Saved entries:
---*---

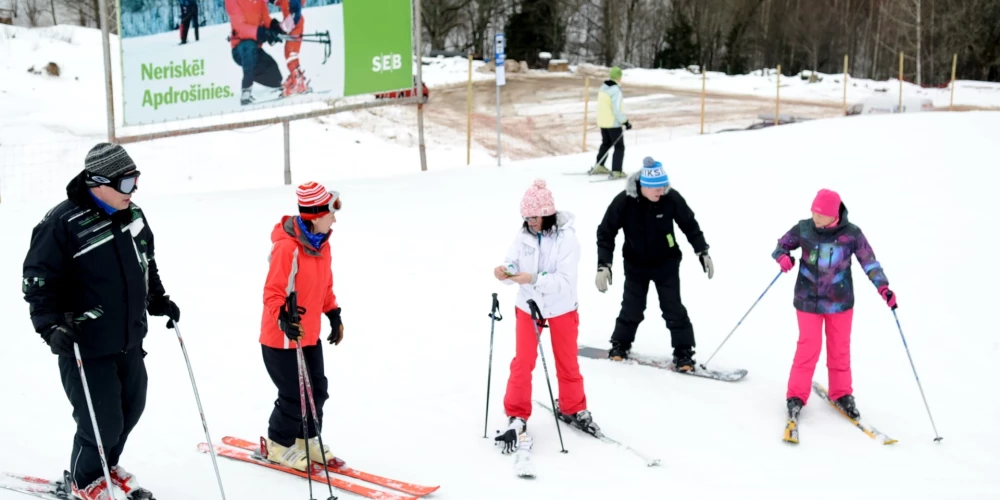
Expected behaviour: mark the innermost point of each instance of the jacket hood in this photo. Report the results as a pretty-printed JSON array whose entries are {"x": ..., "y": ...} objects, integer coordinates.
[
  {"x": 632, "y": 185},
  {"x": 288, "y": 229}
]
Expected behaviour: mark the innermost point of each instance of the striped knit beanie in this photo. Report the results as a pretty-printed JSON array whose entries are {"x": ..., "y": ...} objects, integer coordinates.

---*---

The answer should consist of all the records, duplicated exactly, with no images included.

**SOLUTION TO THE EXERCISE**
Expected behaviour: mark the innermost point of each instance of the jacket hood in this photo. Report the results as a pretty-printed JSON array whose entries are {"x": ..., "y": ...} objects, integer coordinates.
[
  {"x": 632, "y": 185},
  {"x": 288, "y": 229}
]
Expected behaviour: mark the innermost point of each instance of the striped knit beanie in this photo. Report the results as a pretty-printed JSON array whose entries are {"x": ..., "y": ...} objects, integer coordinates.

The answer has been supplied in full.